Document segment:
Bundled binaries - OSX/Linux

As a last resort we have included precompiled binaries of the dependancies. They might work, if they dont, you'll need to install the dependancies from source. If your running an ancient version of Linux or OSX (more than 3 years since release) its unlikely to work.

Download

Download the latest software from https://github.com/sanger-pathogens/Roary/tarball/master

Extract

Choose somewhere to put it, for example in your home directory (no root access required):

cd $HOME
tar zxvf sanger-pathogens-Roary-xxxxxx.tar.gz
ls Roary-*

Add to your Environment

Add the following lines to your $HOME/.bashrc file, or to /etc/profile.d/roary.sh to make it available to all users:

export PATH=$PATH:$HOME/Roary-x.x.x/bin
export PERL5LIB=$PERL5LIB:$HOME/Roary-x.x.x/lib

Install perl dependancies

sudo cpanm  Array::Utils Bio::Perl Exception::Class File::Basename File::Copy File::Find::Rule File::Grep File::Path File::Slurp::Tiny File::Spec File::Temp File::Which FindBin Getopt::Long Graph Graph::Writer::Dot List::Util Log::Log4perl Moose Moose::Role Text::CSV

Virtual Machine - OSX/Linux/Windows

Roary wont run natively on Windows but we have created virtual machine which has all of the software setup, including Prokka, along with the test datasets from the paper. It is based on Bio-Linux 8. You need to first install VirtualBox, then load the virtual machine, using the 'File -> Import Appliance' menu option. The root password is 'manager'.

ftp://ftp.sanger.ac.uk/pub/pathogens/pathogens-vm/pathogens-vm.latest.ova

More importantly though, if your trying to do bioinformatics on Windows, your not going to get very far and you should seriously consider upgrading to Linux.

Other versions of Linux

If none of the above options work, you'll have to install the depedancies from source or from your distributions packaging system. You should probably ask your system administrator for assistance if you havent done this kind of thing before.

Ancient versions of perl

The code will not work with perl 5.8 or below (pre-modern perl).

Dataset excerpts:
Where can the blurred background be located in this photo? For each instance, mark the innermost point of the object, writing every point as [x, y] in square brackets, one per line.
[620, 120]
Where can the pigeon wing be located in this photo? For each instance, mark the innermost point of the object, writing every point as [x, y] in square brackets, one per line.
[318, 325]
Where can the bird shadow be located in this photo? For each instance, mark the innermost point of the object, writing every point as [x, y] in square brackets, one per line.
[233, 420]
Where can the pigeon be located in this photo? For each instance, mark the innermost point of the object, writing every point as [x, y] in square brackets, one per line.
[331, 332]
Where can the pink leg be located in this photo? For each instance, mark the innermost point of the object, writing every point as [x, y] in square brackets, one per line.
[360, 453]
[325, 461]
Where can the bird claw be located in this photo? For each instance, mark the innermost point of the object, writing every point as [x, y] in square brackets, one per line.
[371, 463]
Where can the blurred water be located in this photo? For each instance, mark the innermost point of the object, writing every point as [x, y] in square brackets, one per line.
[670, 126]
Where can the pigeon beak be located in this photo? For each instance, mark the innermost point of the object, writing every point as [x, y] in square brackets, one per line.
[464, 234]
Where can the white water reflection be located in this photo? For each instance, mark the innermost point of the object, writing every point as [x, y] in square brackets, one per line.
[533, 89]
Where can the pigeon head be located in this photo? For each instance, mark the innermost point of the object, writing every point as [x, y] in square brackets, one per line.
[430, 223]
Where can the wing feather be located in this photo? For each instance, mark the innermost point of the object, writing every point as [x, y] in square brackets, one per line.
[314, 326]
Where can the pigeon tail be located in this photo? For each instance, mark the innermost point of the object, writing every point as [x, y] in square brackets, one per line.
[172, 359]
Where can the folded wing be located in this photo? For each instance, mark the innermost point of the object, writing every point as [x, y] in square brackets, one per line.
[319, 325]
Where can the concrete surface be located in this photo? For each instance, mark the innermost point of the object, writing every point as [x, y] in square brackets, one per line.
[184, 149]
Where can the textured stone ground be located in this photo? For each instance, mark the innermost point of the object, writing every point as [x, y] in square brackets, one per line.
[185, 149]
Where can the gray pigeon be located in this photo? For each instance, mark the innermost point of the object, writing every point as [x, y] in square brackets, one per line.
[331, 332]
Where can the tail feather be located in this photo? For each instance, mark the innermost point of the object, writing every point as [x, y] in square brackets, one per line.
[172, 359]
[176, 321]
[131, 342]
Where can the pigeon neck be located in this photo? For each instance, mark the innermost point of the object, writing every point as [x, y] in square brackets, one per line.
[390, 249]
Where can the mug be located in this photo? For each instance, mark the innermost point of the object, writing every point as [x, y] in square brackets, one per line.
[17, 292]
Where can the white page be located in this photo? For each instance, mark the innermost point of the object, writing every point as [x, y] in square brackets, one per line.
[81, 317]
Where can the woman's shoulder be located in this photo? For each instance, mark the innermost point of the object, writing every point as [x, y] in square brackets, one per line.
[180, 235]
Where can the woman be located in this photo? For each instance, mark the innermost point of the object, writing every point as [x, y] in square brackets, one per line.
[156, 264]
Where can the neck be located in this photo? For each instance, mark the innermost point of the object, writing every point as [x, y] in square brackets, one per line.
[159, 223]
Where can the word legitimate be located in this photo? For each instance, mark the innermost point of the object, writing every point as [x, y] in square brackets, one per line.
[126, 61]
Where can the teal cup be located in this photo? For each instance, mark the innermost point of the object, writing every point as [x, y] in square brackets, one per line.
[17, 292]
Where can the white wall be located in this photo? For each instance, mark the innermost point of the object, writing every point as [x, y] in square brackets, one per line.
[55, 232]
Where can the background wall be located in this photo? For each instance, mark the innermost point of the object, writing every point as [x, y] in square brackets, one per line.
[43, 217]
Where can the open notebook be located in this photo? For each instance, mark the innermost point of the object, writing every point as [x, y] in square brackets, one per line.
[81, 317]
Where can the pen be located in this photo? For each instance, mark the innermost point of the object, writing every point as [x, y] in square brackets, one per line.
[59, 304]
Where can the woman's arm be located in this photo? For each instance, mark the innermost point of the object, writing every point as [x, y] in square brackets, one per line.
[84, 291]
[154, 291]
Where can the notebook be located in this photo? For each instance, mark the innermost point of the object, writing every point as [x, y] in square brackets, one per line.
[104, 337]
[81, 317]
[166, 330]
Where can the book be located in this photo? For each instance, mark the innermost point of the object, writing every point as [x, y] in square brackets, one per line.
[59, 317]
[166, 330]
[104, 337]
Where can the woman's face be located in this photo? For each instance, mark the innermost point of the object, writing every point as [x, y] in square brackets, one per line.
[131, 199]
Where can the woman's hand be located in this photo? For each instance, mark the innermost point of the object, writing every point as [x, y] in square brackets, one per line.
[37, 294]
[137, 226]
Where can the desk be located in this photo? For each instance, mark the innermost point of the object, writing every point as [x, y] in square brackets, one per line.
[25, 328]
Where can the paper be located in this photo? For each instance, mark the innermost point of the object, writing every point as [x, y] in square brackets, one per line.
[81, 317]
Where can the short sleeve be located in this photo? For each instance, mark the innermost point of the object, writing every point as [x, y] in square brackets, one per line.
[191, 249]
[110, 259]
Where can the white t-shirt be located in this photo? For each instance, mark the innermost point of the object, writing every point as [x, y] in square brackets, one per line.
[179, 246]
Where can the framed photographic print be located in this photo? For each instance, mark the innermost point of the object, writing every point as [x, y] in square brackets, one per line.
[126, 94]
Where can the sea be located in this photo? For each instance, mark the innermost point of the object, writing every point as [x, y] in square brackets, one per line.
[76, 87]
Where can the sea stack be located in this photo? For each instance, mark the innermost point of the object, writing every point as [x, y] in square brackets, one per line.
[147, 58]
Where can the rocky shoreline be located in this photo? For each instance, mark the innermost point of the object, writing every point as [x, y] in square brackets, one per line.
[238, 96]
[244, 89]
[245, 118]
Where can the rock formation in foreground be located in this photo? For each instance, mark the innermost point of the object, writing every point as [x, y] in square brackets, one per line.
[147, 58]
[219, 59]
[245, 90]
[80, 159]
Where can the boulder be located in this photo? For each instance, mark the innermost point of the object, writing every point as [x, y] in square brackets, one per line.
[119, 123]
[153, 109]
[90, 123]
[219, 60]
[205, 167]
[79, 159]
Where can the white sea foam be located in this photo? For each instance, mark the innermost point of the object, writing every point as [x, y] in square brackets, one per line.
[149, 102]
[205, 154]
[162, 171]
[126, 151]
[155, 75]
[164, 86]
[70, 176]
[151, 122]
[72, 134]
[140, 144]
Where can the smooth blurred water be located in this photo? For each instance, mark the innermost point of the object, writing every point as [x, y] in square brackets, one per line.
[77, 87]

Task item:
In the Roary installation text, list the three commands given under the heading "Extract".

Exercise response:
- cd $HOME
- tar zxvf sanger-pathogens-Roary-xxxxxx.tar.gz
- ls Roary-*